# [Problem statement]
Rewrite the data below with every "JSON object" changed to "JSON entry" and nothing else altered.

::::::::

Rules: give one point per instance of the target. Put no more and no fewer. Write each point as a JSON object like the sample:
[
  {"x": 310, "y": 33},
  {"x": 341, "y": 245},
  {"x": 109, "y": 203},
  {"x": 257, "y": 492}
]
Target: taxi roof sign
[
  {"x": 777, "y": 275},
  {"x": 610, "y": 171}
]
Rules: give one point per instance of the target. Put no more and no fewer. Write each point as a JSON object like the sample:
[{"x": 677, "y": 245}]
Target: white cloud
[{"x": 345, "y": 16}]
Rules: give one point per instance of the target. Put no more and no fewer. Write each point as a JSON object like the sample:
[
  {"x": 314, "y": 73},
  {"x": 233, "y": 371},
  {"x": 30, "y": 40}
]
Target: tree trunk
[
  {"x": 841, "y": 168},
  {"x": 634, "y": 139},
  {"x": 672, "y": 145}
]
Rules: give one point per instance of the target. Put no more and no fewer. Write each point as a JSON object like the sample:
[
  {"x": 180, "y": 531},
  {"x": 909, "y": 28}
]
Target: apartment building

::::::::

# [Task answer]
Rules: give one point per instance of the target. Put no more and no fewer. Write each point as a JSON entry like the sample:
[
  {"x": 310, "y": 33},
  {"x": 341, "y": 245},
  {"x": 109, "y": 203},
  {"x": 257, "y": 492}
]
Target: taxi roof sign
[
  {"x": 777, "y": 275},
  {"x": 610, "y": 171}
]
Rules: give one point per instance of the target. Put no more and no fewer. Write each point as a JSON entry like the sample:
[{"x": 677, "y": 245}]
Target: white cloud
[{"x": 345, "y": 16}]
Rules: give one point per instance of the target. Put no more and no fewer. Write each point as a JSON entry like the sample:
[
  {"x": 314, "y": 73},
  {"x": 233, "y": 371},
  {"x": 30, "y": 40}
]
Target: tree trunk
[
  {"x": 841, "y": 168},
  {"x": 634, "y": 139},
  {"x": 672, "y": 145}
]
Rules: give one point per instance of the target. Put no more and no fewer. Write each point as a JSON entry like the sample:
[
  {"x": 180, "y": 531},
  {"x": 909, "y": 28}
]
Target: apartment building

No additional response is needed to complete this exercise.